Смерть Вагнера 13 февраля 1883 года застала Ницше в Генуе. Казалось бы, это должно было принести облегчение, но парадокс заключался в том, что мертвый Вагнер оказался для Ницше еще более навязчивым призраком, чем живой. Отношения не закончились — они перешли в фазу монолога. Ницше продолжал вести войну с тенью. В свои последние творческие годы, уже стоя на краю безумия, он написал два памфлета — «Казус Вагнер» (1888) и «Ницше против Вагнера» (1888). Это были самые блестящие, самые ядовитые и самые пронзительные тексты о музыке, когда-либо написанные. В них Ницше с безжалостной точностью диагностировал болезнь всей европейской культуры через фигуру Вагнера. Он называл Вагнера «болезнью», «неврозом», «великим порчельником», который отравил искусство декадансом, театральностью и истерией. Но сквозь этот цинизм и яд проступала страшная, невыразимая боль утраты.
Ницше атаковал Вагнера так яростно именно потому, что так сильно его любил. Он писал: «Во мне есть нечто, что больше всего на свете любило Вагнера». Он признавал, что Вагнер был единственным достойным противником, единственным человеком, который был равен ему по масштабу страсти. Борьба с Вагнером была для Ницше борьбой с собственной болезнью, с собственной тягой к романтическому дурману, к смерти, к нирване. Он убивал в себе вагнерианца, чтобы стать Сверхчеловеком, но эта операция прошла без анестезии.
Финал этой драмы наступил в Турине, 3 января 1889 года, когда разум Ницше окончательно погрузился во тьму. В своих последних, безумных письмах — «билетах безумия» — он подписывался то «Дионис», то «Распятый», и снова и снова возвращался к Козиме Вагнер. В одном из писем он написал: «Ариадна, я люблю тебя». Даже в бреду, когда его личность распалась, осколки его «я» все еще кружили вокруг Байройта, вокруг Трибшена, вокруг той роковой иллюзии счастья, которую он нашел и потерял.
История закончилась полной победой Вагнера — в том пошлом, материальном смысле, который он так ценил. Байройт процветал, став местом паломничества для снобов со всего мира. Козима правила там железной рукой еще сорок лет, превратив фестиваль в мумию своего мужа. А Ницше провел последние одиннадцать лет жизни в вегетативном состоянии, под присмотром сестры, которая, по злой иронии судьбы, сделала из его философии карикатуру, чтобы подружиться с... наследниками Вагнера.
Но в высшем, духовном смысле победил Ницше. Он оставил нам диагноз. Он показал цену идолопоклонства. Он доказал, что истина важнее дружбы, важнее комфорта, важнее даже самого великого искусства. Он сгорел, чтобы осветить фальшь вагнеровского золота. И сегодня, когда мы слушаем увертюру к «Тристану», мы не можем не слышать за этими томными аккордами тихий, саркастичный смех одинокого философа, который знал, что эта музыка — всего лишь сладкий яд, и заплатил рассудком за то, чтобы найти противоядие.

*ЗАДАНИЯ ДЛЯ РАБОТЫ*
1. Какие географические названия встречаются в тексте о Ницше и Вагнере?
2. Как перевести на английский язык предложение из текста о Ницше и Вагнере: «Ницше атаковал Вагнера так яростно именно потому, что так сильно его любил»?
3. Перепишите отрывок текста о Ницше и Вагнере, который начинается со слов «Ницше атаковал Вагнера» и заканчивается словами «прошла без анестезии.», заменив «анестезии» на «наркоза».

*ИСХОДНЫЕ ДАННЫЕ*
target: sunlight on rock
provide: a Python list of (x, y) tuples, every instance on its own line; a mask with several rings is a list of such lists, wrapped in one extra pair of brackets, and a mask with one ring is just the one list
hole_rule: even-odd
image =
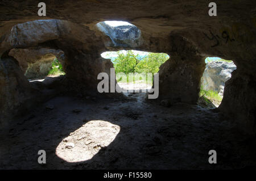
[(109, 122), (90, 121), (64, 138), (57, 147), (56, 154), (68, 162), (85, 161), (108, 146), (119, 131), (118, 125)]

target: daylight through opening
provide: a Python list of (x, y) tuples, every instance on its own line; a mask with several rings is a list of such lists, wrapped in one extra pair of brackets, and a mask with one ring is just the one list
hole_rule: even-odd
[(218, 107), (223, 98), (225, 83), (237, 66), (233, 61), (219, 57), (207, 57), (205, 61), (199, 102), (207, 107)]
[(133, 50), (105, 52), (101, 56), (113, 63), (115, 78), (123, 92), (148, 91), (154, 75), (170, 58), (166, 53)]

*ВЫПОЛНЕННЫЕ ЗАДАНИЯ*
1. Генуя, Турин, Байройт, Трибшен

2. Nietzsche attacked Wagner so fiercely precisely because he loved him so much.

3.
Ницше атаковал Вагнера так яростно именно потому, что так сильно его любил. Он писал: «Во мне есть нечто, что больше всего на свете любило Вагнера». Он признавал, что Вагнер был единственным достойным противником, единственным человеком, который был равен ему по масштабу страсти. Борьба с Вагнером была для Ницше борьбой с собственной болезнью, с собственной тягой к романтическому дурману, к смерти, к нирване. Он убивал в себе вагнерианца, чтобы стать Сверхчеловеком, но эта операция прошла без наркоза.